- _Request_:
Rewrite all of the records below, substituting "central point" for every occurrence of "innermost point" and keeping everything else the same.
---------- Entries shown ----------
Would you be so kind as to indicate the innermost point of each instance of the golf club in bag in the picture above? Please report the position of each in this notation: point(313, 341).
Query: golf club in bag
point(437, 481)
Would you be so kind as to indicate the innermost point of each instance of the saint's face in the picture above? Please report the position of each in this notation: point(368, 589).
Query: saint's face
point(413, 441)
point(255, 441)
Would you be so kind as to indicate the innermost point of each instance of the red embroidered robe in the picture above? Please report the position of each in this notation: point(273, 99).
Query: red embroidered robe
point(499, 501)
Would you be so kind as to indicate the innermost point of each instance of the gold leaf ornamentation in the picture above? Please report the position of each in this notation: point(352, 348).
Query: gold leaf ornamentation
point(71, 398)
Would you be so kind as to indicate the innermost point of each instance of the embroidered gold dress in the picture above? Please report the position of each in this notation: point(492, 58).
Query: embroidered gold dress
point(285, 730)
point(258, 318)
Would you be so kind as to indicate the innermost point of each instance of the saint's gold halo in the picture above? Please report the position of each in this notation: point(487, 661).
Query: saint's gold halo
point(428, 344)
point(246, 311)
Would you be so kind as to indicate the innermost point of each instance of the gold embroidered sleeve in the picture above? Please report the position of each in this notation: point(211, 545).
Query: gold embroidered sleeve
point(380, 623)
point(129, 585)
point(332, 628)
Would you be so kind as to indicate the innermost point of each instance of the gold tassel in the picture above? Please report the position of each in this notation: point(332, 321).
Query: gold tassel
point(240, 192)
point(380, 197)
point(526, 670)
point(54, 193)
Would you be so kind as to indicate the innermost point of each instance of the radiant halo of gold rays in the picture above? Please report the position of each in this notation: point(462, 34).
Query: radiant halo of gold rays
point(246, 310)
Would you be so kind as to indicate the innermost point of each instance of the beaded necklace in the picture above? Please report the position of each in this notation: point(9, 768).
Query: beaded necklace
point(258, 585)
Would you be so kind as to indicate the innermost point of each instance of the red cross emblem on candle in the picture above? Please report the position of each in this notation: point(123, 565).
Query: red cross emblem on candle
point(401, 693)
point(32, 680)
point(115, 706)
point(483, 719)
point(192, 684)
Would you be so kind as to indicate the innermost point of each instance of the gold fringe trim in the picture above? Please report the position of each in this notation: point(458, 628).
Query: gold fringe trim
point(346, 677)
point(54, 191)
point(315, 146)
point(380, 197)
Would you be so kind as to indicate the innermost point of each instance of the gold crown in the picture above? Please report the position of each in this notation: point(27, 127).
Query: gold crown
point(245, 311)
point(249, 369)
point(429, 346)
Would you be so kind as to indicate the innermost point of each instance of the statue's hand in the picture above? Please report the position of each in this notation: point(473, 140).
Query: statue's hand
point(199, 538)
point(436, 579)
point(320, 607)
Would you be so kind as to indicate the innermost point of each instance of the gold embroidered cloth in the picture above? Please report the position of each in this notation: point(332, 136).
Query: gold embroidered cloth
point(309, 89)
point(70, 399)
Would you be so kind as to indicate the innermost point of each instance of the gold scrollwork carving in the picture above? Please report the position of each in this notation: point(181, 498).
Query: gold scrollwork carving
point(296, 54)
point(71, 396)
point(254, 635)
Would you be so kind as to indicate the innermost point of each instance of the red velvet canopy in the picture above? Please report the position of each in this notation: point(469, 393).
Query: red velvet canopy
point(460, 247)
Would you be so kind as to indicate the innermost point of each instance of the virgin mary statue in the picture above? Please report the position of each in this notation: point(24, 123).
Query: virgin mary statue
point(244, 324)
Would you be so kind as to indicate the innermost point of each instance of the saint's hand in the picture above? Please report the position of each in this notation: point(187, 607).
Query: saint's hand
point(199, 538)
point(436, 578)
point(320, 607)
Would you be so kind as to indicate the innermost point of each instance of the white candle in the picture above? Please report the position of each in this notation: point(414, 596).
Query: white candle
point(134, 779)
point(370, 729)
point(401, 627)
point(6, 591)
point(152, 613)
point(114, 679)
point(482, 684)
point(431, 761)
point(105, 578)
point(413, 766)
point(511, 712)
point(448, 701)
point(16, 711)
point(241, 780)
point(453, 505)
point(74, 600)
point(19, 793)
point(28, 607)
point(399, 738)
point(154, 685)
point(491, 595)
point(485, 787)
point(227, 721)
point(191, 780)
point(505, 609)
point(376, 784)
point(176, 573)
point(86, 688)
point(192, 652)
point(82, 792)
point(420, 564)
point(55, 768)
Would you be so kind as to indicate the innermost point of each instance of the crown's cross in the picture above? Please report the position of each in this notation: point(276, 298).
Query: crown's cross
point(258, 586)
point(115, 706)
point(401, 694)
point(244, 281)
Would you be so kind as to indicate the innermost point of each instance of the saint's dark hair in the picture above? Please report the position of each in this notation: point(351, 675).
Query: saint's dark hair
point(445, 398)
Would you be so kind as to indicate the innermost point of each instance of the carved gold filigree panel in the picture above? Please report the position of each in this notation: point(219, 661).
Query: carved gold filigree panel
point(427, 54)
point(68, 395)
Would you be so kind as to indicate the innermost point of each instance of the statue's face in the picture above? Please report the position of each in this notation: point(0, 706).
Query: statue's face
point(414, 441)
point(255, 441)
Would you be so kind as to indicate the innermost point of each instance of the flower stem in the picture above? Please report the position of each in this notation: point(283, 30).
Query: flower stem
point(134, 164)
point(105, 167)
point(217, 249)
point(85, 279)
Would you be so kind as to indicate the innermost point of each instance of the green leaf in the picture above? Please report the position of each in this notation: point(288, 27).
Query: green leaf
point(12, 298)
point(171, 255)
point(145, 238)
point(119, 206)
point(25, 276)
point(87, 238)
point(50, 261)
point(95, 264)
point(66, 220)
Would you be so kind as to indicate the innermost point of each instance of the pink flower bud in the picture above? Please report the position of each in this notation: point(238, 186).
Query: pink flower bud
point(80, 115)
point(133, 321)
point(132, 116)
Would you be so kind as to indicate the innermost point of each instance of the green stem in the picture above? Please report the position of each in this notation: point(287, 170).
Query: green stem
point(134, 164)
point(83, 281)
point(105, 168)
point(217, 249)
----------
- _Solution to this exercise_:
Would you be so kind as to indicate the central point of each instance of the golf club in bag in the picture above? Please report the position of each in this notation: point(313, 341).
Query: golf club in bag
point(437, 481)
Would you be so kind as to indicate the central point of each instance of the saint's face in the picture above? Please report the position of each in this notation: point(368, 589).
Query: saint's face
point(413, 441)
point(255, 441)
Would you be so kind as to indicate the central point of each instance of the red embroidered robe in the picture above? Please report the position of each in this notation: point(273, 99).
Query: red embroidered robe
point(499, 501)
Would you be so kind as to indicate the central point of each instance of the gold leaf ornamentation in the picture above? Please report the position of each in this notation: point(352, 348).
Query: gold leaf ornamentation
point(71, 398)
Would you be so kind as to indicate the central point of each instance of the embroidered gold dress in the picture above? Please report the position of each in this notation: point(492, 58).
Query: embroidered gold dress
point(285, 730)
point(258, 318)
Would you be so kind as to indicate the central point of each instance of the saint's gold halo in the picture above? Please report the position of each in this notation: point(487, 661).
Query: saint's gold halo
point(428, 344)
point(246, 311)
Would you be so kind as to indicate the central point of each instance of the gold embroidered sleeve in the picture above? Please report the position of each in this notation: point(211, 545).
Query: gold embroidered sleeve
point(380, 623)
point(129, 585)
point(332, 628)
Would you be so kind as to indicate the central point of each instance of the gold tassel in the picture above? Please report the position of each in this notation: point(332, 321).
Query: gold tassel
point(240, 192)
point(380, 197)
point(526, 670)
point(54, 193)
Would you be so kind as to indicate the central point of each instance of the radiant halo of gold rays in the picture above? Please report the position of each in this notation: point(462, 34).
Query: radiant halo of gold rays
point(246, 310)
Would you be so kind as to indicate the central point of each instance of the beaded necklace in the picture above? Please report the position of each in this notation: point(9, 768).
Query: beaded necklace
point(258, 585)
Would you be so kind as to indicate the central point of each instance of the red cross emblem on candle in the picture above? Please report the position of each in this notation: point(123, 565).
Query: red cross emblem on candle
point(401, 693)
point(32, 680)
point(115, 706)
point(483, 719)
point(192, 684)
Would you be so kind as to indicate the central point of each instance of the gold fringe trim in the picture above? Please report the position of each in this notation: point(458, 628).
Query: gold fringe trim
point(346, 677)
point(54, 191)
point(315, 146)
point(380, 197)
Would you be so kind as to indicate the central point of each instance of the gold crown in the picture above? Please report the position of each in this notation: point(27, 127).
Query: gold crown
point(245, 311)
point(249, 369)
point(429, 346)
Would you be so kind as to indicate the central point of each instance of the statue's hand in the picture above? Please report the position of each in this notation: point(473, 140).
Query: statue's hand
point(199, 538)
point(436, 579)
point(320, 607)
Would you be so kind as to indicate the central point of each instance of the gold embroidered cloth in the picture above? Please report the position of each in this notation: point(332, 136).
Query: gold embroidered cloth
point(309, 89)
point(70, 399)
Would you be so kind as to indicate the central point of each instance of the gold scrollwork carving in the picture above? Please report the position of each in this notation: point(181, 498).
Query: gold scrollwork carving
point(296, 54)
point(71, 396)
point(254, 635)
Would you be so kind as to indicate the central point of each instance of the red velvet canopy in the picture above? Please report the position of each in this notation: point(469, 393).
Query: red velvet canopy
point(460, 247)
Would you be so kind as to indicate the central point of each instance of the virgin mary statue in the picture above? Please report the position of each in this notation: point(24, 123).
Query: virgin mary statue
point(244, 324)
Would you be so kind as to indicate the central point of each instance of the saint's hand in the picture above? Please report the position of each in this notation: point(187, 607).
Query: saint's hand
point(199, 538)
point(436, 578)
point(320, 607)
Would you be so kind as to indicate the central point of each instance of the white candle in the picture above? Please report the position of each in this notation: point(414, 596).
Query: white candle
point(134, 779)
point(370, 729)
point(401, 627)
point(6, 591)
point(152, 613)
point(114, 679)
point(482, 684)
point(431, 761)
point(105, 578)
point(413, 766)
point(511, 712)
point(448, 701)
point(16, 711)
point(241, 780)
point(453, 505)
point(74, 600)
point(19, 793)
point(28, 607)
point(399, 738)
point(154, 685)
point(491, 595)
point(485, 787)
point(227, 721)
point(191, 780)
point(505, 609)
point(376, 784)
point(176, 573)
point(86, 688)
point(192, 652)
point(82, 792)
point(420, 564)
point(55, 768)
Would you be so kind as to indicate the central point of each instance of the crown's cross in the picture above? Please report the position of each in this notation: point(276, 298).
Query: crown's cross
point(258, 586)
point(115, 706)
point(401, 694)
point(244, 281)
Would you be so kind as to indicate the central point of each instance of the saint's dark hair in the picture above? Please report the position of each in this notation: point(351, 675).
Query: saint's dark hair
point(445, 398)
Would you be so kind as to indicate the central point of each instance of the carved gold filigree panel in the picture above? Please report the position of each in this notation: point(219, 661).
Query: carved gold filigree panel
point(427, 54)
point(68, 395)
Would you be so kind as to indicate the central point of each instance of the statue's face in the picture above? Please report the position of each in this notation: point(0, 706).
Query: statue's face
point(414, 441)
point(255, 441)
Would you be so kind as to indicate the central point of each instance of the flower stem in the picture above? Please report the position of each in this notation: point(283, 30).
Query: flower stem
point(134, 164)
point(105, 167)
point(217, 249)
point(85, 279)
Would you be so kind as to indicate the central point of each instance of the green leaf in the picture above? Please report the position of each in this notation: point(288, 27).
Query: green leaf
point(12, 298)
point(171, 255)
point(145, 238)
point(119, 206)
point(25, 276)
point(87, 238)
point(50, 261)
point(95, 264)
point(66, 220)
Would you be so kind as to indicate the central point of each instance of the pink flower bud in the picture above? Please report the position of each in this notation: point(238, 186).
Query: pink flower bud
point(80, 115)
point(133, 321)
point(132, 116)
Would you be so kind as to indicate the central point of each instance of the green stem in the picture above? Please report the position of each in this notation: point(287, 170).
Query: green stem
point(134, 164)
point(83, 281)
point(105, 168)
point(217, 249)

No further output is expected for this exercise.